■ What needs to be done:
Copy out the lines below word for word, but leave out the pictures.

:: Excerpted records ::

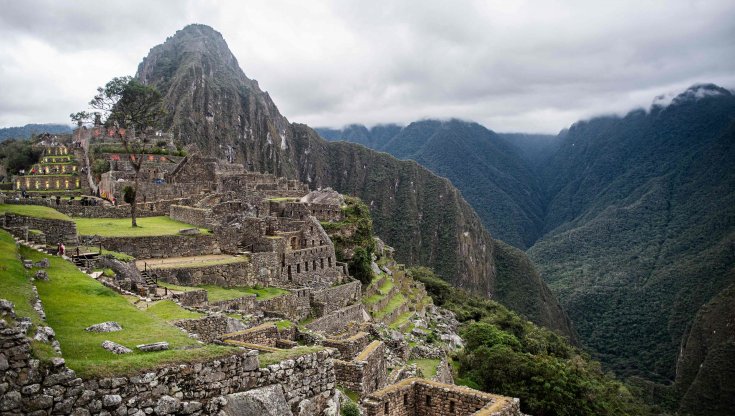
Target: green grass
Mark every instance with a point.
(392, 305)
(280, 355)
(170, 311)
(284, 324)
(120, 227)
(73, 302)
(427, 366)
(352, 395)
(218, 293)
(187, 265)
(36, 211)
(372, 299)
(119, 256)
(386, 287)
(15, 283)
(402, 319)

:::

■ Solution to this exercise:
Target: green grass
Mark every instance with a point.
(392, 305)
(280, 355)
(170, 311)
(284, 324)
(120, 227)
(73, 302)
(427, 366)
(352, 395)
(218, 293)
(187, 265)
(36, 211)
(372, 299)
(119, 256)
(386, 287)
(15, 283)
(402, 319)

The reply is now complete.